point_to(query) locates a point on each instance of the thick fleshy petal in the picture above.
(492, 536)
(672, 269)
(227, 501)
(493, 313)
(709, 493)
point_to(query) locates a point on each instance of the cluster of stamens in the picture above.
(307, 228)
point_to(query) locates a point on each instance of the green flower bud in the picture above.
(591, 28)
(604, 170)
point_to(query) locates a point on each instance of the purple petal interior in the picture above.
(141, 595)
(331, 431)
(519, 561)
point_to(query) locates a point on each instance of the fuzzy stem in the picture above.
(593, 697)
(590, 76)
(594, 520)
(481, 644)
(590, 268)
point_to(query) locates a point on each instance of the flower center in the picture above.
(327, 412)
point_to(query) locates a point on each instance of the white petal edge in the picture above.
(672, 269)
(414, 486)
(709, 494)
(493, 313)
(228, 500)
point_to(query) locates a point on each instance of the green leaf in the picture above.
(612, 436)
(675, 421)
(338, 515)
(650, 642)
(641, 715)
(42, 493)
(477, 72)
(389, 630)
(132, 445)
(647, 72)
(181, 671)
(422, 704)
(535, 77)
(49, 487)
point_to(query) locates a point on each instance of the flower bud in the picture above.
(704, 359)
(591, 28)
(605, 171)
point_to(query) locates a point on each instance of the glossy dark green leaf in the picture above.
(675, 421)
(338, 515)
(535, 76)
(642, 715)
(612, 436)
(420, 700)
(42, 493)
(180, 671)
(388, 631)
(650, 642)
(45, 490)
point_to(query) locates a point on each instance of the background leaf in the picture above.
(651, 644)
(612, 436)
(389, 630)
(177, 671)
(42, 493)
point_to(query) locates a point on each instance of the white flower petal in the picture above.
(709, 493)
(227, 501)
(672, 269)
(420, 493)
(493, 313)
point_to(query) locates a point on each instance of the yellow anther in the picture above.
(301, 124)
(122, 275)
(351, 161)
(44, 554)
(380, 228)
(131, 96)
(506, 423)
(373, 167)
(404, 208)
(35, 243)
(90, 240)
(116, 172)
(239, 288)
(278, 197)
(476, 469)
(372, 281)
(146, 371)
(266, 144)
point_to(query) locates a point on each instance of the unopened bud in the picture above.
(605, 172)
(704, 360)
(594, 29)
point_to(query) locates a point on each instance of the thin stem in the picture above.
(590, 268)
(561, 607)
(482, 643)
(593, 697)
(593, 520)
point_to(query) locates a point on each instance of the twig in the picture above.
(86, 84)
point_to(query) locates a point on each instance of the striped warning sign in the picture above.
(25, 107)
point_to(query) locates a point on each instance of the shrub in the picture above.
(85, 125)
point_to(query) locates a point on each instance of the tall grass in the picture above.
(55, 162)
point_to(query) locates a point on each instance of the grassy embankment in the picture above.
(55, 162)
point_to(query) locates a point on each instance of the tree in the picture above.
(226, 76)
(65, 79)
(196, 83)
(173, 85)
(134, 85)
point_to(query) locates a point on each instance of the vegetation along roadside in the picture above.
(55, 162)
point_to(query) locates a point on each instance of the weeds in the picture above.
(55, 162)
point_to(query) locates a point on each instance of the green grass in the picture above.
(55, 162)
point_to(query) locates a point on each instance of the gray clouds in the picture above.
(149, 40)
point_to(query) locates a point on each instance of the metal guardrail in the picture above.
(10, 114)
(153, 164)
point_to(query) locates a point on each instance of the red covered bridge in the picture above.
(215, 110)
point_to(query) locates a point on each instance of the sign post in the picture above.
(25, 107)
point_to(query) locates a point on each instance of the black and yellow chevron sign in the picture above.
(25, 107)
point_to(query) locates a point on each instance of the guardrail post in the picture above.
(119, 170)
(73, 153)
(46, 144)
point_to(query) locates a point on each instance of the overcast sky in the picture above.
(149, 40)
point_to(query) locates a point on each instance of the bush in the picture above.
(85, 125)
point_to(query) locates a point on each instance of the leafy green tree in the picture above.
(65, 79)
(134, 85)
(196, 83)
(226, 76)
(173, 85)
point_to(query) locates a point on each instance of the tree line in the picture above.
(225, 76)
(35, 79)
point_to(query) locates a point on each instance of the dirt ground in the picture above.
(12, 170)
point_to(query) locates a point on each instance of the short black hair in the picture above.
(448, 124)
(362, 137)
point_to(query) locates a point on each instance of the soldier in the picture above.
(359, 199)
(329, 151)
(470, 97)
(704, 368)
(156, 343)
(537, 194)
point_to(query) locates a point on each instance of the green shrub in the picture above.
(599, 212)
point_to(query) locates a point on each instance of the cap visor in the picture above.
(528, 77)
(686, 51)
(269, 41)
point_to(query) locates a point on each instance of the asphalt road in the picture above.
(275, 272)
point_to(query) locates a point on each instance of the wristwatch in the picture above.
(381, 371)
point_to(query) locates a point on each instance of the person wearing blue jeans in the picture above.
-------
=== Exercise description ===
Print all the data exactly.

=== Output for this task ===
point_to(query) locates a point on each instance of the thick fleshy petal in the picture above.
(492, 536)
(672, 269)
(227, 501)
(493, 313)
(709, 493)
point_to(query) locates a point on each instance of the cluster of stamens in the picture above.
(307, 228)
point_to(query) locates a point on each instance of the green flower bud in the picture above.
(591, 28)
(604, 170)
point_to(query) locates a point on each instance of the purple petal interior in the picture above.
(141, 595)
(331, 431)
(519, 561)
point_to(query) locates a point on each instance of the fuzzy stem in the picture above.
(593, 697)
(590, 76)
(594, 520)
(481, 644)
(590, 268)
point_to(query) locates a point on each instance of the flower center in the picture above.
(327, 412)
point_to(query) locates a point on each instance of the white petal edge in the picture above.
(672, 269)
(414, 486)
(709, 494)
(493, 313)
(228, 500)
point_to(query) locates a point on each instance of the green leaf in the picture above.
(612, 436)
(675, 421)
(338, 515)
(650, 642)
(641, 715)
(42, 493)
(477, 72)
(389, 630)
(132, 445)
(647, 72)
(181, 671)
(422, 704)
(535, 77)
(49, 487)
point_to(query) locates a point on each instance of the flower bud in the picture above.
(704, 359)
(591, 28)
(605, 171)
point_to(query) locates a point on each instance of the glossy dark green leaf in the picture above.
(675, 421)
(338, 515)
(535, 76)
(642, 715)
(612, 436)
(420, 700)
(42, 493)
(180, 671)
(388, 631)
(650, 642)
(45, 490)
point_to(query) locates a point on each instance of the background leaf in the picture above.
(651, 644)
(612, 436)
(389, 630)
(177, 671)
(42, 493)
point_to(query) locates a point on each instance of the white flower petal in the picture above.
(709, 493)
(227, 501)
(672, 269)
(420, 493)
(493, 313)
point_to(query) locates a point on each instance of the yellow anther in the picture above.
(301, 124)
(122, 275)
(351, 161)
(44, 554)
(380, 228)
(131, 96)
(506, 423)
(373, 167)
(404, 208)
(35, 243)
(90, 240)
(116, 172)
(239, 288)
(278, 197)
(476, 469)
(372, 281)
(146, 371)
(266, 144)
point_to(query) locates a point on each instance of the unopened bud in the picture above.
(605, 172)
(704, 360)
(594, 29)
point_to(query) locates a point on each instance of the thin stem in the picture above.
(590, 268)
(561, 607)
(482, 643)
(593, 697)
(593, 520)
point_to(query) locates a point on each instance of the twig in the picture above.
(86, 84)
point_to(query) locates a point on each instance of the striped warning sign in the picture above.
(25, 107)
point_to(query) locates a point on each instance of the shrub in the picture above.
(85, 125)
point_to(query) locates a point on each instance of the tall grass in the picture above.
(55, 162)
point_to(query) locates a point on each instance of the grassy embankment in the picture above.
(55, 162)
point_to(query) locates a point on each instance of the tree in the picture above.
(226, 76)
(65, 79)
(196, 83)
(173, 85)
(134, 85)
point_to(query) locates a point on each instance of the vegetation along roadside in the picture above.
(55, 162)
point_to(query) locates a point on each instance of the weeds in the picture above.
(55, 162)
point_to(query) locates a point on each instance of the green grass in the picture above.
(55, 162)
point_to(query) locates a point on each instance of the gray clouds in the picture above.
(149, 40)
point_to(query) locates a point on each instance of the metal guardrail in the picture above.
(10, 114)
(153, 164)
point_to(query) locates a point on each instance of the red covered bridge in the picture above.
(215, 110)
point_to(query) locates a point on each instance of the sign post in the picture above.
(25, 107)
point_to(query) locates a point on each instance of the black and yellow chevron sign in the picture above.
(25, 107)
point_to(query) locates a point on each instance of the guardrail post in the picture above.
(119, 170)
(73, 153)
(46, 144)
point_to(query) locates a point on each instance of the overcast sky in the picture above.
(149, 40)
point_to(query) locates a point on each instance of the bush in the picture above.
(85, 125)
point_to(query) locates a point on each instance of the leafy green tree in the picture above.
(65, 79)
(134, 85)
(196, 83)
(226, 76)
(173, 85)
point_to(query) locates a point on each instance of the tree line in the picture above.
(225, 76)
(35, 79)
point_to(query) locates a point on each instance of the dirt ground in the picture above.
(12, 170)
point_to(query) locates a point on each instance of the short black hair in the picture above.
(448, 124)
(362, 137)
point_to(query) locates a point on each instance of the soldier in the picture above.
(359, 199)
(329, 151)
(470, 97)
(704, 368)
(156, 343)
(537, 194)
point_to(query) locates a point on each instance of the green shrub in the picture above.
(599, 212)
point_to(query) locates a point on each instance of the cap visor in the picture above.
(528, 77)
(686, 51)
(269, 41)
point_to(query) locates a point on each instance of the asphalt road in the picture above.
(275, 272)
point_to(query) locates a point on each instance of the wristwatch in the picture above.
(381, 371)
point_to(query) locates a point on each instance of the person wearing blue jeans in the picture above.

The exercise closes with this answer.